═══ TEKS YANG DIBERIKAN ═══
SMARTPEKANBARU.COM – Setelah menjadi operasi dan kemoterapi, tingkat kekambuhan pasien kanker ovarium tetap tinggi pada tiga tahun pertama.
Dokter Spesialis Obstetri dan Ginekologi Konsultan Onkologi dr. Muhammad Yusuf, Sp.OG (K) Onk mengatakan, mayoritas pasien kanker ovarium baru terdiagnosis pada stadium 3 atau 4 akibat gejala awal yang tidak spesifik dan belum adanya metode skrining yang efektif.
Kanker ovarium adalah tumor yang berasal dari sel-sel ovarium yang bersifat ganas dimana dapat menyerang bagian tubuh dan menyebar ke organ lain.
“Risiko kekambuhan setelah kemoterapi awal pun sangat tinggi. Oleh karena itu, peningkatan kesadaran pasien terhadap proses pengobatan lanjutan sangatlah penting agar penanganan dapat dilakukan secara tepat,” kata dia dalam kegiatan baru-baru ini di Jakarta.
Kanker ini paling mematikan karena umumnya baru bisa dideteksi ketika sudah parah, tidak ada tes skrining awal yang terbukti untuk kanker ovarium, tidak ada tanda-tanda awal yang pasti.
Bahkan setelah menjalani operasi dan kemoterapi, tingkat kekambuhan tetap tinggi dalam tiga tahun pertama. Kondisi ini menunjukkan pentingnya rangkaian penanganan dan terapi yang terintegrasi sejak awal hingga lanjutan.
Menurut dia, keberhasilan pengobatan kanker ovarium bergantung pada beberapa langkah yang saling melengkapi.
Salah satu faktor terpenting adalah pembedahan dengan prinsip zero residu atau tidak ada sisa tumor yang tampak, yang terbukti meningkatkan median kelangsungan hidup pasien.
Setelah itu, pasien perlu menjalani kemoterapi sesuai interval yang ditentukan untuk menjaga efektivitasnya .Usai pasien dinyatakan telah masuk dalam fase remisi pasca pengobatan awal, kanker ovarium stadium lanjut memiliki tingkat kekambuhan yang tinggi tersebut.
═══
_PERTANYAAN UNTUK DIJAWAB_.
a: Tuliskan kembali sebagian teks tentang kanker ovarium tanpa mengubah satu kata pun: mulailah dari bagian yang memuat "Menurut dia, keberhasilan" dan berhentilah setelah "kelangsungan hidup pasien.".
b: Lanjutkan teks tentang kanker ovarium, dimulai tepat setelah kalimat terakhirnya.
Baris-baris sesudah ini tidak ada hubungannya dengan teks tentang kanker ovarium.
═══ BAHAN YANG DISEDIAKAN ═══
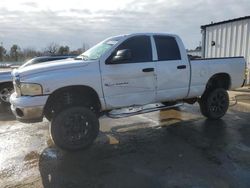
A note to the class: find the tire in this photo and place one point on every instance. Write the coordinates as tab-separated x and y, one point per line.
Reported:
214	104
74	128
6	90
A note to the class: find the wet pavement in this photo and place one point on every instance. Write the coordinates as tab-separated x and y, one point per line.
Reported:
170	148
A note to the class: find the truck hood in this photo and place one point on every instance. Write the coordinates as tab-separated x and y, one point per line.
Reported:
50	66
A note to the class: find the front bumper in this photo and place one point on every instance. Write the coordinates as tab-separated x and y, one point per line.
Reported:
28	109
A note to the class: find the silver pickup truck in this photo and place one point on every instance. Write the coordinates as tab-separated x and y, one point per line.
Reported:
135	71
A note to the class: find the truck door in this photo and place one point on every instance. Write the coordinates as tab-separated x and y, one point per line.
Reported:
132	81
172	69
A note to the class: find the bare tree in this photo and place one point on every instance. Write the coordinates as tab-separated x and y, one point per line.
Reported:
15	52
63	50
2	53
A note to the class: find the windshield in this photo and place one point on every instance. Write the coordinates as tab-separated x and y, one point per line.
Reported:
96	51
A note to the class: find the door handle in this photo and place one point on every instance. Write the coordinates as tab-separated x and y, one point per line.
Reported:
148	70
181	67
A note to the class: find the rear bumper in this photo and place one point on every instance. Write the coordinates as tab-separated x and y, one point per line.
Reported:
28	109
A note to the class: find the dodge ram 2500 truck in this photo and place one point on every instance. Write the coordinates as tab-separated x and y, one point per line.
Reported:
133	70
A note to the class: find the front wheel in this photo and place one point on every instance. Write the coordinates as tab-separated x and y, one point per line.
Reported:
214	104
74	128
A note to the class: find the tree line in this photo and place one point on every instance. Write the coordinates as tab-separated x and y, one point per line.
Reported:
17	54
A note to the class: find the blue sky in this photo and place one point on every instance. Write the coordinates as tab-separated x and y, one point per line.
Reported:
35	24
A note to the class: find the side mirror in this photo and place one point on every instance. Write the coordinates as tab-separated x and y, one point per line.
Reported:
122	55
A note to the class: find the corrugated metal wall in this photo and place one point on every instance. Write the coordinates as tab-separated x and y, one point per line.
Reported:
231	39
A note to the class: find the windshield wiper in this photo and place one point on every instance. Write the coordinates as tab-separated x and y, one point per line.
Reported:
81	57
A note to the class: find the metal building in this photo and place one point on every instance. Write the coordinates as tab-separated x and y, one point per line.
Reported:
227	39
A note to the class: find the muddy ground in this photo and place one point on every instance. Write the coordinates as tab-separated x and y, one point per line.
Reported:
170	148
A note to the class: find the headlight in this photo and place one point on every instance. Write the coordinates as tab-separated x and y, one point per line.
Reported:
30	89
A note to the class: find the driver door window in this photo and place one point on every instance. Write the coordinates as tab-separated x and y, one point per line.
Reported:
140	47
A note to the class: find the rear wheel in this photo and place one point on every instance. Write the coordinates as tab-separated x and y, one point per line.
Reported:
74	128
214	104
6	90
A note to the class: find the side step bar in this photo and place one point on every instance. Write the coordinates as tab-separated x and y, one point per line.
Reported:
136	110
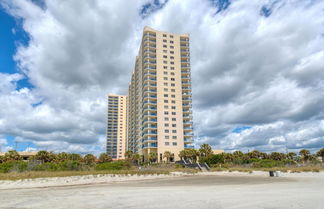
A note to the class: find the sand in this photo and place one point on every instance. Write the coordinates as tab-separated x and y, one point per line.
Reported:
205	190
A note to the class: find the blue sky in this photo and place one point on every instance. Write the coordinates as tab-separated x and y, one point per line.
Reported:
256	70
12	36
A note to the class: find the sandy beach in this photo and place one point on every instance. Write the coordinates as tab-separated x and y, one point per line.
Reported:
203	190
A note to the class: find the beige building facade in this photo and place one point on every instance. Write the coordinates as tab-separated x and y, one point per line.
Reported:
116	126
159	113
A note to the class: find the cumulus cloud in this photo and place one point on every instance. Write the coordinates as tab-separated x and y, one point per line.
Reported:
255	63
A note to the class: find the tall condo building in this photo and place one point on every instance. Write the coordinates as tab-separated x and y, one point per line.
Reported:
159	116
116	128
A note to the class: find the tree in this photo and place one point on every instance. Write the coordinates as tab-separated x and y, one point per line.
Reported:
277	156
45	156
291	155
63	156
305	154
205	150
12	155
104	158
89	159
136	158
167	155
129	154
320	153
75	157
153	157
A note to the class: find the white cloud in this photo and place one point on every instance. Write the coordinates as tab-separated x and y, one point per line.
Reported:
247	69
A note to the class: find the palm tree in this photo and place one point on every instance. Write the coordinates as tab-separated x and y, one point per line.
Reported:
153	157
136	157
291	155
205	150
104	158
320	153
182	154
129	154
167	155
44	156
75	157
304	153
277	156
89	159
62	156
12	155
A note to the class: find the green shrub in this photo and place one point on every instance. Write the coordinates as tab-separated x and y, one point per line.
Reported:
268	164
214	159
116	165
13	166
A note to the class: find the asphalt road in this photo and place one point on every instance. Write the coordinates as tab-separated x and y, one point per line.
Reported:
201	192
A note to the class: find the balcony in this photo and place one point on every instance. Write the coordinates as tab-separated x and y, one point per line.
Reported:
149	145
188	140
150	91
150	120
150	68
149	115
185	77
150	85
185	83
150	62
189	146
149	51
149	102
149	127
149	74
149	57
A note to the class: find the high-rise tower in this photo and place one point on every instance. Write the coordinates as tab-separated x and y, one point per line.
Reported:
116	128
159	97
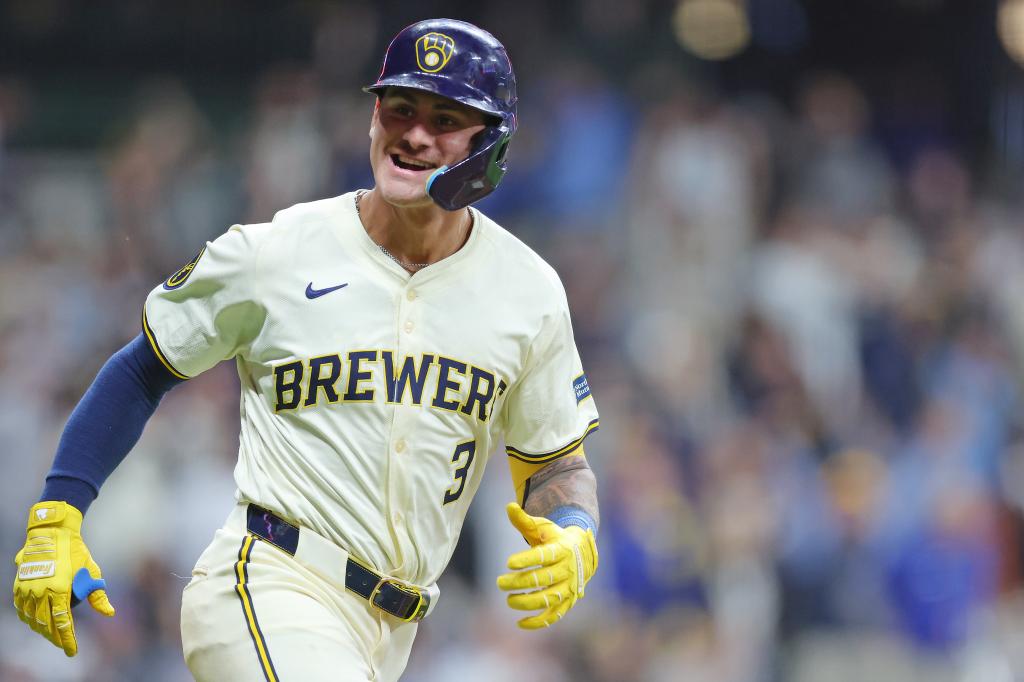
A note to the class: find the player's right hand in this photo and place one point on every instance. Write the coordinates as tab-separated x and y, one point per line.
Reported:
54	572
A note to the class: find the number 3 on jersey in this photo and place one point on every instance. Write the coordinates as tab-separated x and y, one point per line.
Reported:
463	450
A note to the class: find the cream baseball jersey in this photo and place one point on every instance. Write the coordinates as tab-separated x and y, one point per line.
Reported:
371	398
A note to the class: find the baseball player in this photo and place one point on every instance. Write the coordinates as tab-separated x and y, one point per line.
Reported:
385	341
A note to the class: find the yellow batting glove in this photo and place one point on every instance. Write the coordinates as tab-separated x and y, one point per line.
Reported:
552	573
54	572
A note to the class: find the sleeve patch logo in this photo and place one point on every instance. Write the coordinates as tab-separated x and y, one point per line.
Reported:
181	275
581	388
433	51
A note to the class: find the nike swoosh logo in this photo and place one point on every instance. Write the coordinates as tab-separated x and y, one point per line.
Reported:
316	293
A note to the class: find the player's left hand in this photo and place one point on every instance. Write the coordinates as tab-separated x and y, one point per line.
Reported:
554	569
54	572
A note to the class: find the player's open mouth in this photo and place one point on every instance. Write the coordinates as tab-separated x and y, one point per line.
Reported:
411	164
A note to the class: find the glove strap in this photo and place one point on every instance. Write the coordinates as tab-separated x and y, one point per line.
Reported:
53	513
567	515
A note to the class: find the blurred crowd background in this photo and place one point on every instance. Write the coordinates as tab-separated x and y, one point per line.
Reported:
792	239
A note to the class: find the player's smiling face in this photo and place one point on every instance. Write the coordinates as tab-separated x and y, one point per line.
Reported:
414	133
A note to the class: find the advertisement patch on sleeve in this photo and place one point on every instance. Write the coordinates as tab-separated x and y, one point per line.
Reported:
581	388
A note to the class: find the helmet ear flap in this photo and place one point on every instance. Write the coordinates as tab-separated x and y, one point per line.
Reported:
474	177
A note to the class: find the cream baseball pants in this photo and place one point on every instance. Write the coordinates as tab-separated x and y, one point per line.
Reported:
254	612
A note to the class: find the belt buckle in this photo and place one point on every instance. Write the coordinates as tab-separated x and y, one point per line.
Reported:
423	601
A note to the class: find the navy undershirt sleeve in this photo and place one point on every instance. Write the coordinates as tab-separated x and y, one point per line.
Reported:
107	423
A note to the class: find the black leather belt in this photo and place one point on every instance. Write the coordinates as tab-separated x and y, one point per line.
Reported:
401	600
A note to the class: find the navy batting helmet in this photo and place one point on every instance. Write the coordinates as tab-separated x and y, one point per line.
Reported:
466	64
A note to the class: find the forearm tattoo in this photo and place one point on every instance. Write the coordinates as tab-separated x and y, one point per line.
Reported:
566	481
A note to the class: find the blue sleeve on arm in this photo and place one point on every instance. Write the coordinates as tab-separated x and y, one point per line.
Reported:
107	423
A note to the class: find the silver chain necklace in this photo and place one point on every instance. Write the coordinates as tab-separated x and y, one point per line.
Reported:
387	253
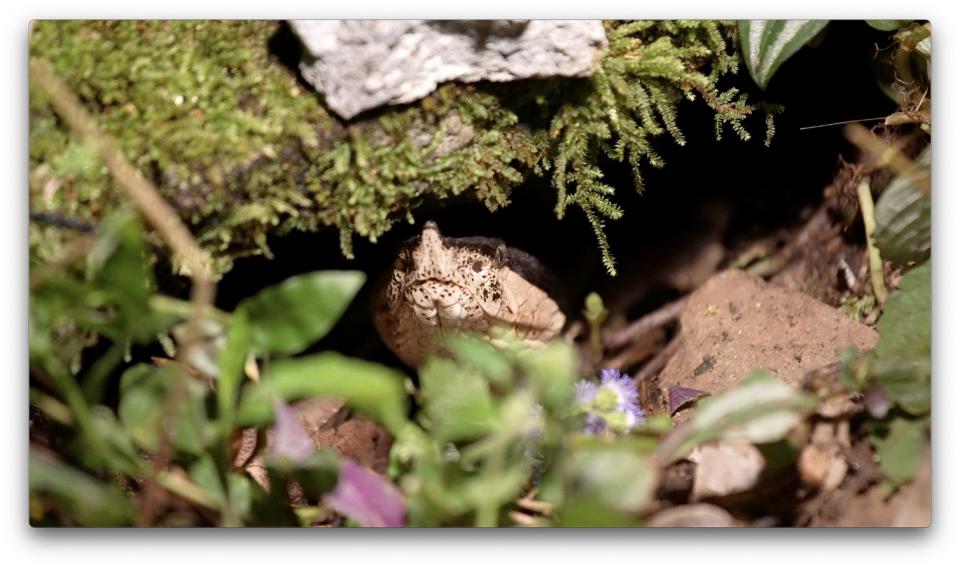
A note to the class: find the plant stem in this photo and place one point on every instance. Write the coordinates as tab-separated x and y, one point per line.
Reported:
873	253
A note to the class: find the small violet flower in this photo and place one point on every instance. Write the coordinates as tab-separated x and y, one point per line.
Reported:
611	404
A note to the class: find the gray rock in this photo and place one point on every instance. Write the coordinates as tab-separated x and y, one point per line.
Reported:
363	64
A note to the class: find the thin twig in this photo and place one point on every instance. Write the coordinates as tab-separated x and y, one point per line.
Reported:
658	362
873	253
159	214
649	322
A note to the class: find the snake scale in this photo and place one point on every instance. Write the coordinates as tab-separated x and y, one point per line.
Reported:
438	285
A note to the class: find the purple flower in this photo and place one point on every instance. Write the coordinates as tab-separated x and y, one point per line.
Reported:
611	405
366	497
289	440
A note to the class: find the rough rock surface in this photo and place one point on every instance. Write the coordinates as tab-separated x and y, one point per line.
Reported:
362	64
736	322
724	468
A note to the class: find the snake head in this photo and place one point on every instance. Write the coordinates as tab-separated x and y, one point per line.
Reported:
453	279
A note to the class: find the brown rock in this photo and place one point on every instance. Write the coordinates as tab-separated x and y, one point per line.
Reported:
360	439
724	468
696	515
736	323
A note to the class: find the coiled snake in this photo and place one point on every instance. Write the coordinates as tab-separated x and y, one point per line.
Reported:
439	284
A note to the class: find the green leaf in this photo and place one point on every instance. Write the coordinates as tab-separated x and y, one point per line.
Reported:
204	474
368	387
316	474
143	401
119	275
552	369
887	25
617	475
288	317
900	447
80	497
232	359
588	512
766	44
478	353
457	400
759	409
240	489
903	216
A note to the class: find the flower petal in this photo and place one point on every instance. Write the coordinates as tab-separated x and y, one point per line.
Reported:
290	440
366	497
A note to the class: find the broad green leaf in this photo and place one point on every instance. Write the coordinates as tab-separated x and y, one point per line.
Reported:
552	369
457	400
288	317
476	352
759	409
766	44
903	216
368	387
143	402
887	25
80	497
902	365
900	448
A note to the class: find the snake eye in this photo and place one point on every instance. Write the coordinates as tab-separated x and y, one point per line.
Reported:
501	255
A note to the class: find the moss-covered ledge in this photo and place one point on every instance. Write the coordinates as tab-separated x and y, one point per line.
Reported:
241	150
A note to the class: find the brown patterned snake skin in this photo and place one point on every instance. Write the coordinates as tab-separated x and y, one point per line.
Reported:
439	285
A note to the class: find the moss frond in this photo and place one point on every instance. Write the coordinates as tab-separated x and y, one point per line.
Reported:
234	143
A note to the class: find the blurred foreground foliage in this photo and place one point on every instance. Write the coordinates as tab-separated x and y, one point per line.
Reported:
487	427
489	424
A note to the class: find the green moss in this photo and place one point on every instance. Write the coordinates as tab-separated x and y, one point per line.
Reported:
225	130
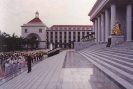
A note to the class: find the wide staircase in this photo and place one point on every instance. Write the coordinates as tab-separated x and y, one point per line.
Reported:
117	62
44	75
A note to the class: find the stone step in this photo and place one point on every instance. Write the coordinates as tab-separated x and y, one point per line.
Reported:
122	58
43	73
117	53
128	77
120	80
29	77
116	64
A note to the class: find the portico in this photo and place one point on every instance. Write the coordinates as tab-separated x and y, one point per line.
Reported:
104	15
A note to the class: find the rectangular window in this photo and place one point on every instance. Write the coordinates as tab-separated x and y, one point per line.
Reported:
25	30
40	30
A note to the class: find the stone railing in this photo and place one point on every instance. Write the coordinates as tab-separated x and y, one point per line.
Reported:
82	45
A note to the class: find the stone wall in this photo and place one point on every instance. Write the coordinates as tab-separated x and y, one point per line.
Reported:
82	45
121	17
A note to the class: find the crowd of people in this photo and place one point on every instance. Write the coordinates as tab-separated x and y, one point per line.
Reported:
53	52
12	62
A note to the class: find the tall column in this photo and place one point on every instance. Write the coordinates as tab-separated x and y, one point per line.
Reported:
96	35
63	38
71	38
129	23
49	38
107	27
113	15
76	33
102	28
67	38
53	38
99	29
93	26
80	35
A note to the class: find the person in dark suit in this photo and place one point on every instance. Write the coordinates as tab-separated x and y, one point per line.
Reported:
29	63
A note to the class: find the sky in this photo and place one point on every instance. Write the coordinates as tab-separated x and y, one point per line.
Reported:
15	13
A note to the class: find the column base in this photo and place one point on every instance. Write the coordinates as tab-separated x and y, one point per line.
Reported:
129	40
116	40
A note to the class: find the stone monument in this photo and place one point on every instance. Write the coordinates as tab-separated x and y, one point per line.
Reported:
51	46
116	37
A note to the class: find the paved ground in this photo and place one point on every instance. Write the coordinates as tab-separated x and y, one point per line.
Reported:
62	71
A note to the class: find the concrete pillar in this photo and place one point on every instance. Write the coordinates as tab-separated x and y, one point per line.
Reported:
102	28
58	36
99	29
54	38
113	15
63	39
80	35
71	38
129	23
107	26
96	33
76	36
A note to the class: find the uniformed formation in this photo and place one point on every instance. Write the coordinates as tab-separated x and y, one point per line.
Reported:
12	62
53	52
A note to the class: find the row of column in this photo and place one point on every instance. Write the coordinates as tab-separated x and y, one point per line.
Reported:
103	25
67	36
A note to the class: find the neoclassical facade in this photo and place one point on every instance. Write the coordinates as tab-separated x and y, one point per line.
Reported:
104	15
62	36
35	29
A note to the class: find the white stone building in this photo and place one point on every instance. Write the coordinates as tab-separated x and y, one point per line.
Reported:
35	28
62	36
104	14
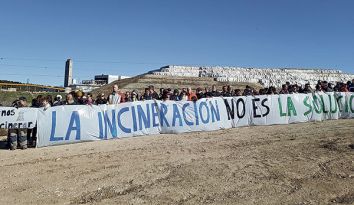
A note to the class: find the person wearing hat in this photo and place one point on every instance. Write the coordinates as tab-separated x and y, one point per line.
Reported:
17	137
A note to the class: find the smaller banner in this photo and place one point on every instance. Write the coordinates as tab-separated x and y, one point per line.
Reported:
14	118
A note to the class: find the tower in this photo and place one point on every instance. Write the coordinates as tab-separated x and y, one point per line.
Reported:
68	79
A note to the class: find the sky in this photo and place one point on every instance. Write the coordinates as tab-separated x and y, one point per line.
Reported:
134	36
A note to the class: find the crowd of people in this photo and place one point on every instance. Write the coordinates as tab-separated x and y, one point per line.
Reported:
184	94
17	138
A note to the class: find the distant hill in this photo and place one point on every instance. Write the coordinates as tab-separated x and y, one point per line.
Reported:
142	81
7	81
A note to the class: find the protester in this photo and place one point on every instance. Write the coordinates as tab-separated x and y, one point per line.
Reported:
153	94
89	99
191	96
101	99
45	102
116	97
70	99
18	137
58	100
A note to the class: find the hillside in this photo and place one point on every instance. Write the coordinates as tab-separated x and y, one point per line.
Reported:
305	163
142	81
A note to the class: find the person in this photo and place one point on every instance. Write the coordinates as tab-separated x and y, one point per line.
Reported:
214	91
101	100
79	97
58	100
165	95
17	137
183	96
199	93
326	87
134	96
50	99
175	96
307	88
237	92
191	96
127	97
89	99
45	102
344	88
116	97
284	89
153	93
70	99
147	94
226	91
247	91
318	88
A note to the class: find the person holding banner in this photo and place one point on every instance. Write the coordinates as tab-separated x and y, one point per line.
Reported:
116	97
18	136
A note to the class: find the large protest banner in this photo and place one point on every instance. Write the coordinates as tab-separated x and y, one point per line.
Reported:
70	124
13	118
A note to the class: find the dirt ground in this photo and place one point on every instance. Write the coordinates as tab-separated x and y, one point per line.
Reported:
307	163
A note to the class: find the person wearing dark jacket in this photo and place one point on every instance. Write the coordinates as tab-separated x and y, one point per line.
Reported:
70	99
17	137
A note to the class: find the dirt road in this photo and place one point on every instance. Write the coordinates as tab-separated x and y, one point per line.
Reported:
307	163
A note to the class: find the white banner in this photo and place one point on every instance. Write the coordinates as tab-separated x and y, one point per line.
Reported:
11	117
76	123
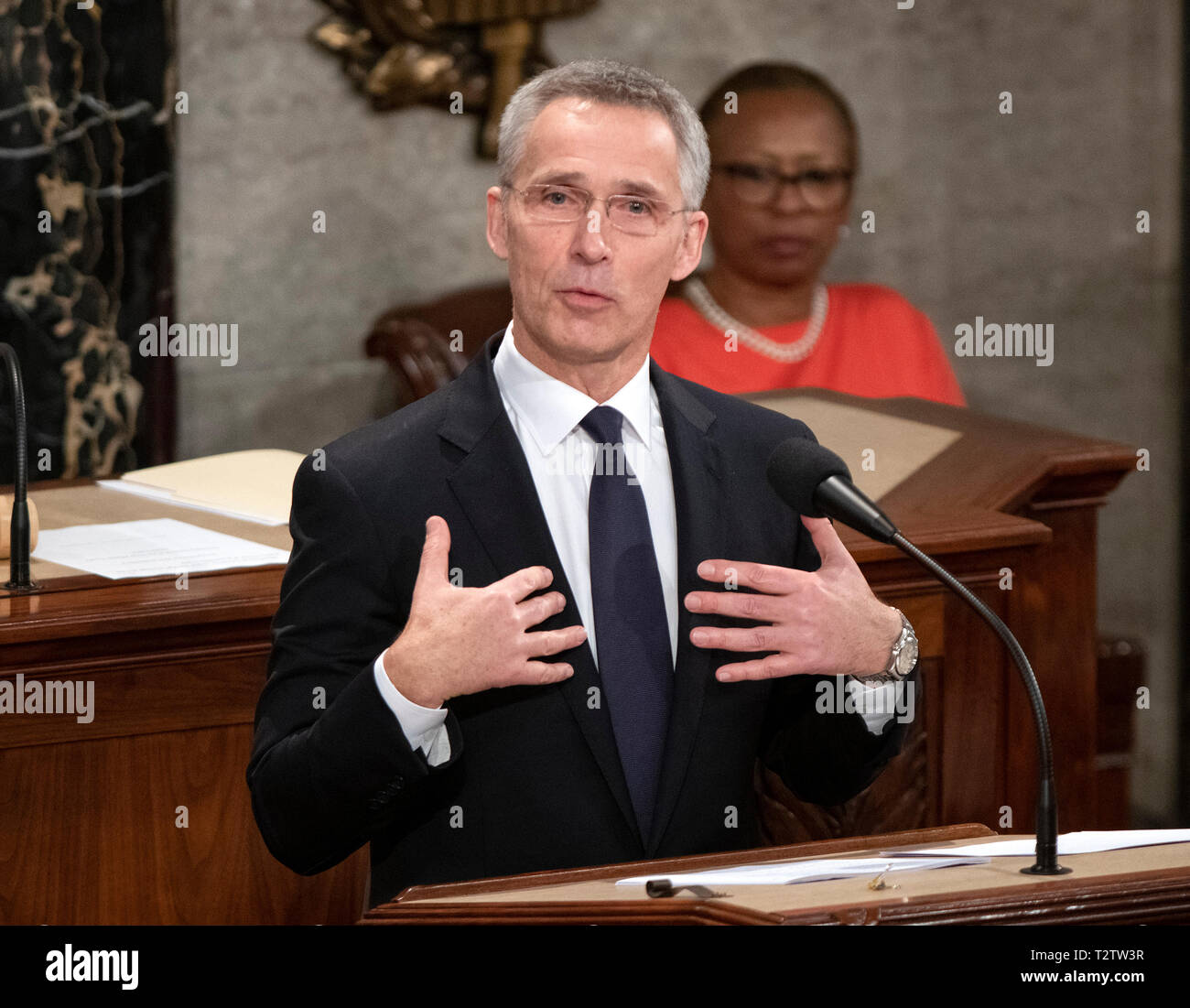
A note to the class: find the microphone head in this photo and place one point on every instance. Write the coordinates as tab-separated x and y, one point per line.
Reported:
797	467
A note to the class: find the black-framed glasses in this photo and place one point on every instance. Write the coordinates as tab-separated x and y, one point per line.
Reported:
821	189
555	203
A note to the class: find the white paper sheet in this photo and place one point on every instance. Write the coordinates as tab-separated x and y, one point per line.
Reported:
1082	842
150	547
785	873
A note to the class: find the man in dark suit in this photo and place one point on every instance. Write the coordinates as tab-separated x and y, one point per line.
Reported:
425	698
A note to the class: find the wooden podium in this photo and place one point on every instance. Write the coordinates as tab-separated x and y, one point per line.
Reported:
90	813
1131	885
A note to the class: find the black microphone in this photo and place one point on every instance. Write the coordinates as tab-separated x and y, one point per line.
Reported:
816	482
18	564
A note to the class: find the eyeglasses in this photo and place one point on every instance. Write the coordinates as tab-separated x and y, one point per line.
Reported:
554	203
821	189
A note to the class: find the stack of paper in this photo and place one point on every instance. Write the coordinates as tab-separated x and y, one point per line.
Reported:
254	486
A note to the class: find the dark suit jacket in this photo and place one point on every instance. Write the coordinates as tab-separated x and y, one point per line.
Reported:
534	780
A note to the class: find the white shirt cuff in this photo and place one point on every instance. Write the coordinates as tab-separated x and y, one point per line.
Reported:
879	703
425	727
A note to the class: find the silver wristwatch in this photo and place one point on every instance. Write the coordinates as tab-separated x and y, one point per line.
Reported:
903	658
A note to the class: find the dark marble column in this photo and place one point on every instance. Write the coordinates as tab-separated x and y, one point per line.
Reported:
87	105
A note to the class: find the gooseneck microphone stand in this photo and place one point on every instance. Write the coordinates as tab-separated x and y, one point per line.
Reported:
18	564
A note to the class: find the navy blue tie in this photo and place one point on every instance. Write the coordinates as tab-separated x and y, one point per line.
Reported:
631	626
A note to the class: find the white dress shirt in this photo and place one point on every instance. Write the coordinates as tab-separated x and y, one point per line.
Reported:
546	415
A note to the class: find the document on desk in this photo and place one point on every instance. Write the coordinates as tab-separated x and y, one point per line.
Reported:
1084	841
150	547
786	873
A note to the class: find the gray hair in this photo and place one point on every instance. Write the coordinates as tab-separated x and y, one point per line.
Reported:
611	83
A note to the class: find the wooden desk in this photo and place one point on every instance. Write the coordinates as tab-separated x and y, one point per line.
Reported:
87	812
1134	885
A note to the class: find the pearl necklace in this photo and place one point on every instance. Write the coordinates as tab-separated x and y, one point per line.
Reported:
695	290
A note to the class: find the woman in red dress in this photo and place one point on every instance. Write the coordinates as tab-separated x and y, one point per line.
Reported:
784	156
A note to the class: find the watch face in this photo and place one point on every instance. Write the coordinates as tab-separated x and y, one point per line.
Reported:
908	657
═══
_JAWABAN SETIAP TUGAS_.
a:
Menurut dia, keberhasilan pengobatan kanker ovarium bergantung pada beberapa langkah yang saling melengkapi.
Salah satu faktor terpenting adalah pembedahan dengan prinsip zero residu atau tidak ada sisa tumor yang tampak, yang terbukti meningkatkan median kelangsungan hidup pasien.

b:
Pasien harus kembali menjalani kemoterapi berulang, dengan peluang remisi yang lebih singkat dan risiko kematian yang lebih tinggi. Ia menjelaskan pentingnya komitmen pasien dalam menjalani proses penanganan kanker ovarium.
Panduan internasional seperti ESMO dan NCCN merekomendasikan pemeriksaan HRD (Homologous Recombination Deficiency) dan BRCA (Breast Cancer gene 1 dan 2) dilakukan sedini mungkin pada pasien kanker ovarium setelah operasi untuk memastikan terapi lanjutan yang tepat.
Selain itu, maintenance therapy kini telah menjadi bagian integral dari pengobatan kanker ovarium stadium lanjut dan sudah direkomendasikan sebagai standar perawatan oleh pedoman internasional tersebut.
“Pemeriksaan HRD serta pemanfaatan maintenance therapy membuka peluang bahwa lebih banyak pasien kanker ovarium dapat memperpanjang masa bebas penyakit dan meraih kualitas hidup yang lebih baik,” ungkap dr Yusuf.
Selain upaya medis, keterlibatan komunitas juga berperan penting dalam memperluas edukasi mengenai kanker ovarium.
Penyebab Kanker Ovarium
Dikutip dari laman Kemenkes, penyebab kanker ovarium belum ditemukan secara pasti, namun penelitian menunjukkan faktor risiko terjadi pada usia, usia menarche, paritas, riwayat keluarga, Indeks Massa Tubuh (IMT), dan riwayat kontrasepsi.
Kasus kanker ovarium mengalami peningkatan seiring dengan bertambahnya usia, kasus terbanyak ditemukan pada usia diatas 50 tahun.
Semakin tua usia seseorang, maka semakin tinggi juga kasus kanker ovarium ditemukan dan juga semakin kecil usia harapan hidup dari wanita yang terkena menjelaskan bahwa kasus kanker ovarium banyak ditemukan pada usia 51-60 tahun.
Gejala
Kanker ovarium memiliki pertumbuhan yang cepat, tahapan awal biasanya tidak bergejala, umumnya lebih dari 60 persen penderita didiagnosis setelah berada dalam keadaan lanjut.
Gejala dan tanda klinis yang biasa dijumpai adalah pembesaran perut, terdapat massa di dalam rongga perut atau pelvis, gejala gangguan pencernaan makanan (dispepsia), gangguan buang air kecil dan besar, gangguan haid, gejala penekanan rongga perut berupa : rasa mual, muntah, hilang nafsu makan, nyeri perut.